SUPPLIED DATA:
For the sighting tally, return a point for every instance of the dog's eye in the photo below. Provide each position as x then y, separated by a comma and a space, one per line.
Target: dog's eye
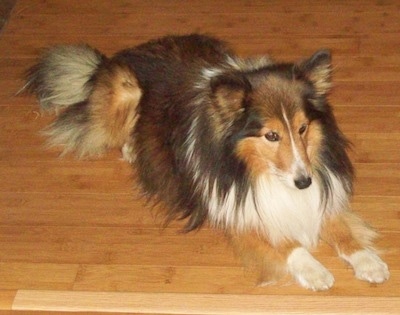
303, 129
272, 136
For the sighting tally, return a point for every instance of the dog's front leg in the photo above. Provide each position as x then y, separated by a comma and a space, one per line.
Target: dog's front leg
353, 240
272, 262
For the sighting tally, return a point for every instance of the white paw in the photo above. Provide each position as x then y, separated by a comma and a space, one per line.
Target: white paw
308, 271
128, 153
368, 266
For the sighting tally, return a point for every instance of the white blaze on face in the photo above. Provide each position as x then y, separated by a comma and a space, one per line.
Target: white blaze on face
298, 169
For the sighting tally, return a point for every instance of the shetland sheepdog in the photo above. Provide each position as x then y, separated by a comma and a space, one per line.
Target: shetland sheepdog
249, 145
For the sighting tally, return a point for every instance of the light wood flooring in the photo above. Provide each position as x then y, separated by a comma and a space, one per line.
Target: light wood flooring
75, 235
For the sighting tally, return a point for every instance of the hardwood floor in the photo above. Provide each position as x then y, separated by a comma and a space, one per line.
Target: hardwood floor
76, 236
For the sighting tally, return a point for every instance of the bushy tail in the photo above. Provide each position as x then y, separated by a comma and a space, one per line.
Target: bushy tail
96, 103
62, 76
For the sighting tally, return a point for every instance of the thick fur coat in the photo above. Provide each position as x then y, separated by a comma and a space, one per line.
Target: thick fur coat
249, 145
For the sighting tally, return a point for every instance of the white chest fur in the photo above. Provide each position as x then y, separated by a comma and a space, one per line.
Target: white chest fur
278, 211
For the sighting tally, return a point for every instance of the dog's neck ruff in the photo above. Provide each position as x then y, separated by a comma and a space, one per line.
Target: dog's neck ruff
279, 212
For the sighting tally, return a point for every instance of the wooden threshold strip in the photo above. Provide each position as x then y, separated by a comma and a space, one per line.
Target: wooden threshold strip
175, 303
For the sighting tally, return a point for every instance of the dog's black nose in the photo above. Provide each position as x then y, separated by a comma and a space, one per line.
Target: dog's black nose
303, 182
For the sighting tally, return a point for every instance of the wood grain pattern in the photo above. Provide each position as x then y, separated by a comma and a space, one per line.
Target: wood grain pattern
77, 236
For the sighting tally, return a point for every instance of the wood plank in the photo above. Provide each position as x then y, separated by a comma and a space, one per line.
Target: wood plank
199, 303
219, 280
330, 23
32, 7
7, 299
15, 276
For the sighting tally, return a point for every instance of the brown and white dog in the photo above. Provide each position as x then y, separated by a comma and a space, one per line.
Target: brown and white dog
249, 145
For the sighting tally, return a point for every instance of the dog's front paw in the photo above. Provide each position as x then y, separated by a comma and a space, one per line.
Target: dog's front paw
128, 153
368, 266
308, 271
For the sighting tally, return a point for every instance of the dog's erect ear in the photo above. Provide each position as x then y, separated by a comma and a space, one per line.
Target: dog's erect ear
229, 92
318, 70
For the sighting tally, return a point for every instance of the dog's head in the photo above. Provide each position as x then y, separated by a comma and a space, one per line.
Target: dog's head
272, 114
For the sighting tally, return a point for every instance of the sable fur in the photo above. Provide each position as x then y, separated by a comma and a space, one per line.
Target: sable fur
249, 144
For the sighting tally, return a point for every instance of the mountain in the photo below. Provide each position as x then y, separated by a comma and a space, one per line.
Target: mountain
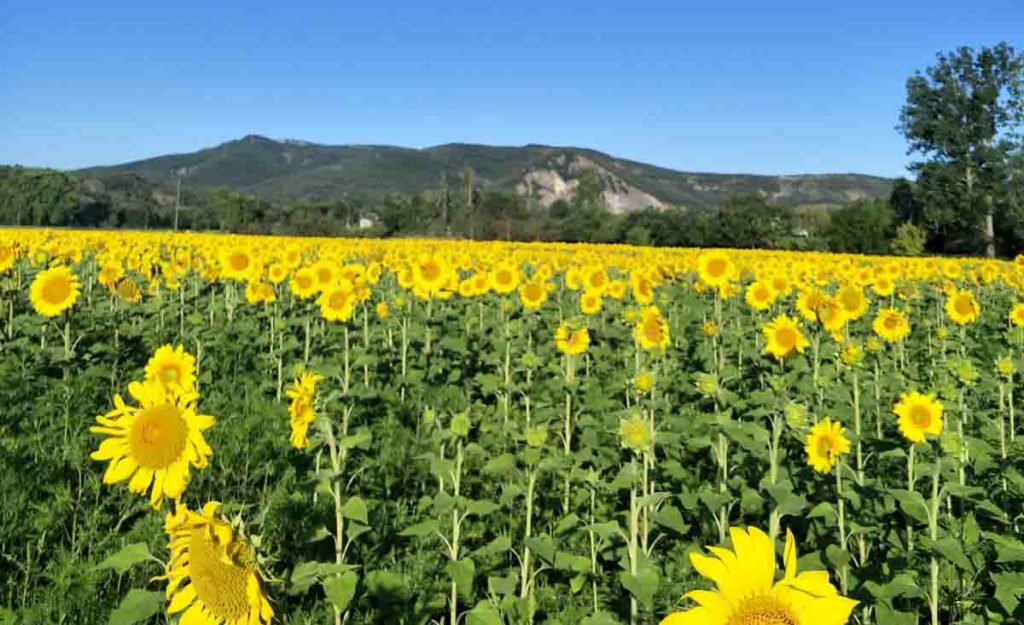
284, 169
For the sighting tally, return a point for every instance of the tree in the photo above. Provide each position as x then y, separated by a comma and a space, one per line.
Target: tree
862, 227
963, 115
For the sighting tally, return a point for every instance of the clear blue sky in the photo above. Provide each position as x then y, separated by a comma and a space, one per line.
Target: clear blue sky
732, 86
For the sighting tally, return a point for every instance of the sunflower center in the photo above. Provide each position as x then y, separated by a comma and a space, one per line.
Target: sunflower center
240, 261
786, 338
921, 416
159, 436
762, 611
220, 585
56, 290
431, 271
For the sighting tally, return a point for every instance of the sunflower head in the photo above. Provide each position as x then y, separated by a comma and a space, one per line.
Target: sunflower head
825, 443
919, 415
53, 291
154, 443
213, 575
748, 592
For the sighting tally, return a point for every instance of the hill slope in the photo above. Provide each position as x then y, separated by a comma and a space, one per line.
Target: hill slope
293, 169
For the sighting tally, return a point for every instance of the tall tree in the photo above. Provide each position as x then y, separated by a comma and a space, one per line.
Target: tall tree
963, 114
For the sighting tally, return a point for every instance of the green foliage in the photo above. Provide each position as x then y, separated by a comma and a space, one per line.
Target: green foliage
862, 227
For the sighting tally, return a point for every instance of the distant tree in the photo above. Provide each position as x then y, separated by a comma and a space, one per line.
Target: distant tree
963, 115
863, 226
749, 221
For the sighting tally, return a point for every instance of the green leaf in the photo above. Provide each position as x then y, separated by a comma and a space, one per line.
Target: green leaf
137, 607
341, 588
483, 614
670, 516
424, 528
355, 508
462, 572
128, 556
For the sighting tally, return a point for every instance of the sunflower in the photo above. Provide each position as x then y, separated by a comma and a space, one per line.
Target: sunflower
749, 594
825, 443
303, 283
300, 410
338, 301
53, 291
962, 307
571, 341
891, 325
1017, 315
505, 278
172, 367
760, 295
590, 302
154, 443
716, 268
783, 336
532, 294
237, 263
651, 331
919, 415
223, 580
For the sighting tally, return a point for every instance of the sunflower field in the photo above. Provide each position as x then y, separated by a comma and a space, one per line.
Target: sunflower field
215, 428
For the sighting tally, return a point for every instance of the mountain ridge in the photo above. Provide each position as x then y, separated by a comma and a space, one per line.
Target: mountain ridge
297, 168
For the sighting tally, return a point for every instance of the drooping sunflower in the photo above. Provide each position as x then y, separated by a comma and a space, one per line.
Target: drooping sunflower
962, 307
651, 331
53, 291
172, 367
212, 577
891, 325
783, 337
824, 444
919, 415
532, 294
571, 341
760, 295
716, 268
303, 283
338, 301
154, 443
300, 410
748, 593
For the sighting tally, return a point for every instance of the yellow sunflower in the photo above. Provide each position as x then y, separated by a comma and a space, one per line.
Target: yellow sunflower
300, 410
760, 295
154, 443
53, 291
716, 268
891, 325
919, 415
532, 294
748, 593
783, 337
571, 341
172, 367
825, 443
213, 577
338, 302
651, 331
303, 283
962, 307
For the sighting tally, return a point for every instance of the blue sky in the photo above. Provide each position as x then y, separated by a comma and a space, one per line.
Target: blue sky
731, 86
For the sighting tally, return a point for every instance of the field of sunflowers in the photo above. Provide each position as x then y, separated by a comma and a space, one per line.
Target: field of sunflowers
214, 428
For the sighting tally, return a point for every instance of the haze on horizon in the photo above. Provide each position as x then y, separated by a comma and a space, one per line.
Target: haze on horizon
740, 87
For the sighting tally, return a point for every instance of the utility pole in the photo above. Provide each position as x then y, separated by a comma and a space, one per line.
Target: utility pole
177, 204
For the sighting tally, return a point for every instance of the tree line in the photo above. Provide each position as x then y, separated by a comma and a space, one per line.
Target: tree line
963, 116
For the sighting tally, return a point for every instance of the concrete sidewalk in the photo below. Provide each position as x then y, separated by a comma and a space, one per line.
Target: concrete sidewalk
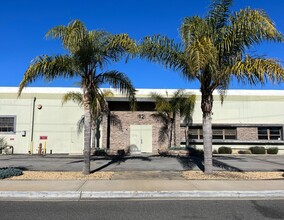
98, 189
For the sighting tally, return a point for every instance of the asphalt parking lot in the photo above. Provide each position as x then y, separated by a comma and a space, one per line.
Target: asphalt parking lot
143, 163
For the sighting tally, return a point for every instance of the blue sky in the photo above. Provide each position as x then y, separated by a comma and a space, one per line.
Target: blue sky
24, 24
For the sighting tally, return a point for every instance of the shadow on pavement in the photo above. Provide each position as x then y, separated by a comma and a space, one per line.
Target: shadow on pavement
120, 159
189, 163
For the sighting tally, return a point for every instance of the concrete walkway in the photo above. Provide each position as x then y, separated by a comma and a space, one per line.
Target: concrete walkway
142, 177
151, 188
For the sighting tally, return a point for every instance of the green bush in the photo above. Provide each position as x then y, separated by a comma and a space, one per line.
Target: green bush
100, 152
244, 152
257, 150
272, 150
195, 152
224, 150
9, 172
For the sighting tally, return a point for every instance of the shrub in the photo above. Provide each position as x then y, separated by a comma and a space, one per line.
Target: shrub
272, 150
100, 152
9, 172
224, 150
3, 143
257, 150
244, 152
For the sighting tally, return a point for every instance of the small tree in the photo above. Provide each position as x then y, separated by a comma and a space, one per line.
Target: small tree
89, 52
213, 50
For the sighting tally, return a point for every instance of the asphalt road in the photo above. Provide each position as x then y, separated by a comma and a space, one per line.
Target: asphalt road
144, 209
143, 163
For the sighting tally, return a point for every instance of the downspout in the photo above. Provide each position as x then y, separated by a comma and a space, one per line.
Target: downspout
32, 130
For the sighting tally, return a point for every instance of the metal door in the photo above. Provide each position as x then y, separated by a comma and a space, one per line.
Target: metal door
141, 138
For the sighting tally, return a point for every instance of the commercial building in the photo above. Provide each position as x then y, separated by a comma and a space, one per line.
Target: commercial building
246, 118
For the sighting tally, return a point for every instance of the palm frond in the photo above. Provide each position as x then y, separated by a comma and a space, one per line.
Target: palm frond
76, 97
201, 54
48, 68
71, 35
119, 81
120, 45
258, 70
248, 27
219, 13
160, 49
194, 28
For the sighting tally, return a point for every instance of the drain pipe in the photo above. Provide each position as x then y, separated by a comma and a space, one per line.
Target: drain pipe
32, 130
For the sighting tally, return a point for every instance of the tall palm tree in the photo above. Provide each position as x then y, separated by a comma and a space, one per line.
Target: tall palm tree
168, 108
214, 49
88, 54
96, 113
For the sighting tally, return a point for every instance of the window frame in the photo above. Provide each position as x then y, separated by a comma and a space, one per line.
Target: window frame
223, 132
267, 135
14, 124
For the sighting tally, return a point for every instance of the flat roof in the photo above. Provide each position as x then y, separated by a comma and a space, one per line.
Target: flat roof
140, 91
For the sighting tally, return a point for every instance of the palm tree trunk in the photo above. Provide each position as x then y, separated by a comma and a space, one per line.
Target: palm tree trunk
87, 135
206, 106
174, 131
186, 136
93, 136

STATED EXERCISE:
Find the line containing "of the drain" in the material above. Print it and every line after it through the end, exactly and only those.

SOLVED PROBLEM:
For the sighting tally, return a point for every instance of the drain pipe in the photo above. Provide each position as x then y, separated by a comma and a space, one per line.
Target: drain pipe
32, 130
For the sighting tally, return a point for every instance of the tall palm tree in the photo above. Provide each position as x then y, separated by a comma and a space, one per line.
Target: tall palm tree
168, 108
214, 49
88, 54
96, 113
For the sighting tally, return a point for every instance of the window frame in the photo above. Provide each position as x then y, separated by a comma and a space, one per line.
Target: window frame
223, 132
267, 135
14, 124
For the sighting tally, return a point for every instance of the flat roof in the photo above. Provide each position as x then y, separated by a comma and a space, one per line.
Target: flat roof
140, 91
For the sighting tally, return a point for every instance of the palm tree trunk in the photo above. Provide each position as x then y, separated by a comma and a space, one per line.
Target: palm tree trunk
87, 135
206, 106
174, 131
186, 136
93, 136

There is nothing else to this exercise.